WHAT TO DO =
Omit the pictures and copy the entries exactly.

++++++++++++++++++++

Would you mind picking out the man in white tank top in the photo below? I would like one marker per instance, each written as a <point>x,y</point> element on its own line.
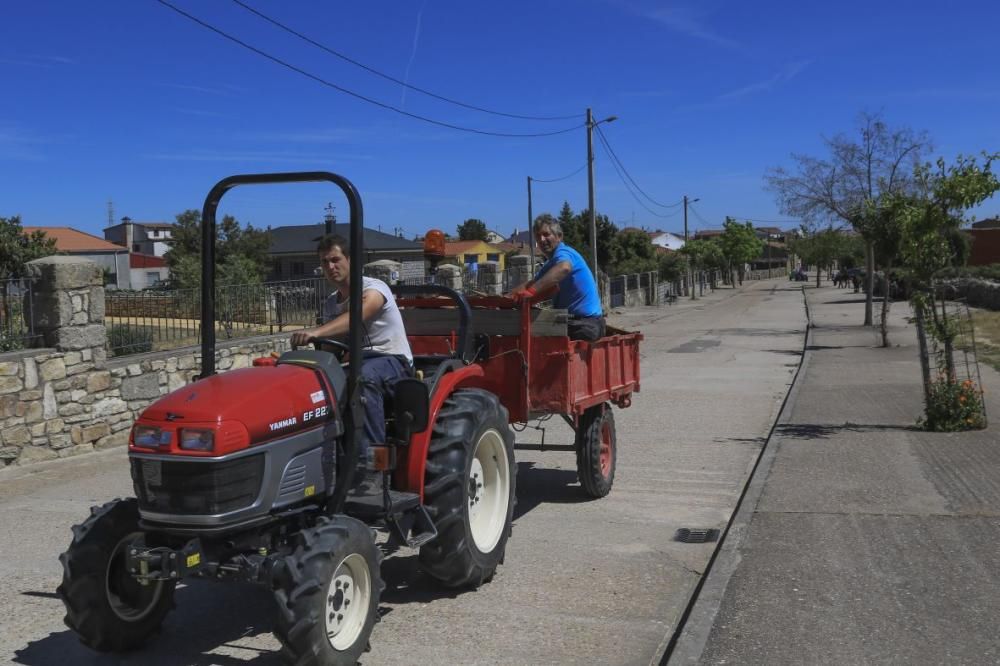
<point>387,355</point>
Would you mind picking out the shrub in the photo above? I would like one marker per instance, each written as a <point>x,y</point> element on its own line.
<point>124,340</point>
<point>954,405</point>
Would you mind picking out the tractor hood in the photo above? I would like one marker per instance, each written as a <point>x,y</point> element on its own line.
<point>263,402</point>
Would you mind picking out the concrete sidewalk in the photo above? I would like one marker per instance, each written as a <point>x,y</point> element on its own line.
<point>861,539</point>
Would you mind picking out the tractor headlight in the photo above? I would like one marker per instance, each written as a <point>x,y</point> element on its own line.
<point>150,436</point>
<point>197,439</point>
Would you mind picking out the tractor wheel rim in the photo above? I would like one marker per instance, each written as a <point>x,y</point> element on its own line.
<point>606,449</point>
<point>129,600</point>
<point>489,490</point>
<point>348,598</point>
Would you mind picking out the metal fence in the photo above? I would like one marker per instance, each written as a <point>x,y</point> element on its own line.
<point>16,301</point>
<point>158,320</point>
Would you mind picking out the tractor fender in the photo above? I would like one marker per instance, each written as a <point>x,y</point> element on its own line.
<point>416,457</point>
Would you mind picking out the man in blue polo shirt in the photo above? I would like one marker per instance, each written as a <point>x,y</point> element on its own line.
<point>577,288</point>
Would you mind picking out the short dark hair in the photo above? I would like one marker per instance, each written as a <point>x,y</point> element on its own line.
<point>330,241</point>
<point>550,222</point>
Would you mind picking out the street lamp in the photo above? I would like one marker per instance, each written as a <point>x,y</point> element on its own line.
<point>686,202</point>
<point>591,124</point>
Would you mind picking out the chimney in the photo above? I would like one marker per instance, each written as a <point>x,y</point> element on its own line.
<point>129,232</point>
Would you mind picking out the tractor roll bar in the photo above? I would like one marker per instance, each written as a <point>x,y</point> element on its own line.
<point>356,240</point>
<point>464,312</point>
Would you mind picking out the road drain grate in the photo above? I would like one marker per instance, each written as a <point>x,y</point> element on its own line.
<point>692,535</point>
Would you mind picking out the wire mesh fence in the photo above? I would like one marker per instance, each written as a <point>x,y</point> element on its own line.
<point>159,320</point>
<point>17,298</point>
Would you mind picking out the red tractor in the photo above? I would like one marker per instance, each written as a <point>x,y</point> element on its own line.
<point>245,476</point>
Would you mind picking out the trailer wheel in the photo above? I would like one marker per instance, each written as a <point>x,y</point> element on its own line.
<point>107,608</point>
<point>469,489</point>
<point>327,593</point>
<point>596,450</point>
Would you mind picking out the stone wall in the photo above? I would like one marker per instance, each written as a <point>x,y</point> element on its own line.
<point>69,399</point>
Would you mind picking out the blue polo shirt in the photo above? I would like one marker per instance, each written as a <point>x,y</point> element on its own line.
<point>578,290</point>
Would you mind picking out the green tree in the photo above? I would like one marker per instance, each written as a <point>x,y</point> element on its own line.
<point>632,252</point>
<point>671,266</point>
<point>576,233</point>
<point>818,247</point>
<point>740,245</point>
<point>843,186</point>
<point>928,219</point>
<point>16,249</point>
<point>473,229</point>
<point>241,253</point>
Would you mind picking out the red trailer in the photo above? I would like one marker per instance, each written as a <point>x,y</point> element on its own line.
<point>522,354</point>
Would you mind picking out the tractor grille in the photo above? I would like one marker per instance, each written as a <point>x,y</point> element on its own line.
<point>197,488</point>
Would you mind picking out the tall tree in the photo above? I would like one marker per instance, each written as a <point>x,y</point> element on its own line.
<point>241,253</point>
<point>928,220</point>
<point>818,247</point>
<point>841,187</point>
<point>740,245</point>
<point>473,229</point>
<point>633,252</point>
<point>17,249</point>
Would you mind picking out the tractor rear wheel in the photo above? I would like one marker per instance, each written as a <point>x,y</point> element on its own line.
<point>469,489</point>
<point>107,607</point>
<point>596,450</point>
<point>327,593</point>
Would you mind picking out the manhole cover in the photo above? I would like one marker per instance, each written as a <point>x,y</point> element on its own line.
<point>694,535</point>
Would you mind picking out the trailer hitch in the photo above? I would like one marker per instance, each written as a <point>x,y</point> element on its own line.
<point>161,563</point>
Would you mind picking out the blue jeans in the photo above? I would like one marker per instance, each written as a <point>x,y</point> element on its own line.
<point>378,376</point>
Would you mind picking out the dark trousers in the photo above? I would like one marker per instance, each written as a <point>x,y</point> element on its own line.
<point>585,328</point>
<point>379,373</point>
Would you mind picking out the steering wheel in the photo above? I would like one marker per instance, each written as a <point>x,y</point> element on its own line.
<point>341,349</point>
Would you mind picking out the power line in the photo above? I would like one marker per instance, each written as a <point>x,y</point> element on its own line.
<point>556,180</point>
<point>352,93</point>
<point>391,78</point>
<point>639,201</point>
<point>615,158</point>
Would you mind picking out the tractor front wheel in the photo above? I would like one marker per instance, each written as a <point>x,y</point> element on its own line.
<point>106,606</point>
<point>327,593</point>
<point>469,489</point>
<point>596,450</point>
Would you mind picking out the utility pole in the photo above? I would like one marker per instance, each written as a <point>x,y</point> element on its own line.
<point>691,263</point>
<point>590,189</point>
<point>531,233</point>
<point>590,182</point>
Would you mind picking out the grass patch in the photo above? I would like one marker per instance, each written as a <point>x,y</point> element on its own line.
<point>987,325</point>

++++++++++++++++++++

OUTPUT FOR THIS TASK =
Would you mind picking out the man in white tank top in the photo below? I would like one marker per instance, each written as a <point>x,y</point> element on its own line.
<point>387,355</point>
Would you mind picking out the shrub in the photo above? I would like one marker per instance, each written as a <point>x,y</point> element on its own line.
<point>124,340</point>
<point>954,405</point>
Would you mind picking out the tractor hood in the photo above? I would like one marker per instance, each written as a <point>x,y</point> element on its own line.
<point>263,402</point>
Would you mind picking out the concrete sidewalk in the photo above? I would like one marker per instance, each written as a <point>x,y</point> element on its own line.
<point>861,539</point>
Would you mind picking out the tractor headlight in the photo above? I would like one marker per instance, each written as a <point>x,y</point> element on its own line.
<point>150,436</point>
<point>197,439</point>
Would you mind picking out the tractor wheel rim in the photo above? I would like one marker per instance, each written as a <point>x,y</point> element on its own line.
<point>606,449</point>
<point>129,600</point>
<point>489,490</point>
<point>348,598</point>
Would you mind picking out the metal fence in the photo above? I would like one marker per instance, each written as a <point>x,y</point> element on its own line.
<point>16,301</point>
<point>158,320</point>
Would you mind picking out the tractor fender in the photo above? I would like one marker per instance, each written as a <point>x,y</point> element on its own line.
<point>416,457</point>
Would you mind picking out the man in blue polo shirt in the photo above? I would like one marker per instance, each written as a <point>x,y</point> element on its own line.
<point>577,288</point>
Would you mind picking out the short dark hair in the photo above? I would like one marker per instance, each written as a <point>x,y</point> element on its own line.
<point>330,241</point>
<point>550,222</point>
Would you mind picking out the street lamp in the photo above? I would like one marker per instance, each written as a <point>x,y</point> element on its own line.
<point>686,202</point>
<point>591,124</point>
Would you mind picking out the chimney in the photo above? I would like one marker per instance, each written as a <point>x,y</point> element on its own line.
<point>129,232</point>
Would you mind picking out the tractor roll bar in the photo above? I would like one marker per instance, each written as a <point>x,y</point> element on its own line.
<point>356,240</point>
<point>464,312</point>
Would you mind picking out the road drain grate in the photo above? I would like one marker per instance, each written as a <point>x,y</point> element on its own line.
<point>692,535</point>
Would you mind picking out the wire mesh fence in the photo above? I would like one marker per instance, each written as a <point>x,y</point> element on its own line.
<point>159,320</point>
<point>17,298</point>
Would you mind picking out the red tractor in the photo above? I would like one marker per instance, each written as a <point>x,y</point> element on its own line.
<point>245,476</point>
Would you mind picking out the trailer wheel in the photo above? I would like one marker per instance, each written as a <point>x,y</point> element on its own line.
<point>107,608</point>
<point>469,489</point>
<point>327,593</point>
<point>596,450</point>
Would you mind picking out the stone wall in the photo above? I would like one marker per instance, each written as a <point>x,y</point> element on its own line.
<point>69,399</point>
Would you mind picking out the blue polo shirt in the photo above? I would like one marker per instance, each written as a <point>x,y</point> element on its own line.
<point>578,290</point>
Would you mind picking out the green tree in the photo above? I would like one marker per instance, each written as a <point>x,y</point> element on its own line.
<point>632,252</point>
<point>671,266</point>
<point>576,233</point>
<point>818,247</point>
<point>740,245</point>
<point>843,186</point>
<point>928,219</point>
<point>16,249</point>
<point>473,229</point>
<point>241,253</point>
Would you mind picking out the red trailer in the photo above? I would like one marker per instance, each written as a <point>x,y</point> element on its own line.
<point>522,354</point>
Would you mind picking out the tractor grille in the photo above? I would like one marker per instance, each written as a <point>x,y</point> element on its own line.
<point>197,488</point>
Would you mind picking out the tall tree in the photo above? I would like one marker per instance, each written as a <point>x,y</point> element on its own line.
<point>241,253</point>
<point>928,220</point>
<point>818,247</point>
<point>841,187</point>
<point>740,245</point>
<point>473,229</point>
<point>633,252</point>
<point>17,249</point>
Would you mind picking out the tractor rear wheel in the photo above? I would like one marker per instance, each written as a <point>x,y</point> element on its own line.
<point>469,489</point>
<point>107,607</point>
<point>596,450</point>
<point>327,593</point>
Would you mind picking out the manhole cover in the photo above? I would like one marker per instance, each written as a <point>x,y</point> element on its own line.
<point>694,535</point>
Would you mind picking out the trailer hitch in the photo above? I would like one marker per instance, each written as a <point>x,y</point> element on its own line.
<point>161,563</point>
Would you mind picking out the blue jeans in the photo above? I would like one marker per instance, each written as a <point>x,y</point> element on its own line.
<point>378,376</point>
Would you mind picking out the dark trousers in the photo above? I would like one marker per instance, each written as a <point>x,y</point> element on its own line.
<point>585,328</point>
<point>379,373</point>
Would you mind picking out the steering wheel in the photo above? I would like one marker per instance, each written as a <point>x,y</point> element on its own line.
<point>341,349</point>
Would you mind picking out the power line in the photo above? I would like one marker per instance, each written as a <point>x,y</point> element on its own line.
<point>556,180</point>
<point>352,93</point>
<point>391,78</point>
<point>639,201</point>
<point>615,158</point>
Would you mind picking out the tractor front wheel in the photo above? I would like one marker per instance, each written as a <point>x,y</point> element on its own line.
<point>106,606</point>
<point>327,593</point>
<point>469,489</point>
<point>596,450</point>
Would you mind picking out the utility pole in the photo above? I would like one marker per instance, each written as a <point>x,y</point> element on its own line.
<point>691,263</point>
<point>590,189</point>
<point>531,233</point>
<point>590,182</point>
Would you mind picking out the grass patch in the photo above? I would like one marker per instance, each written as a <point>x,y</point> element on its own line.
<point>987,325</point>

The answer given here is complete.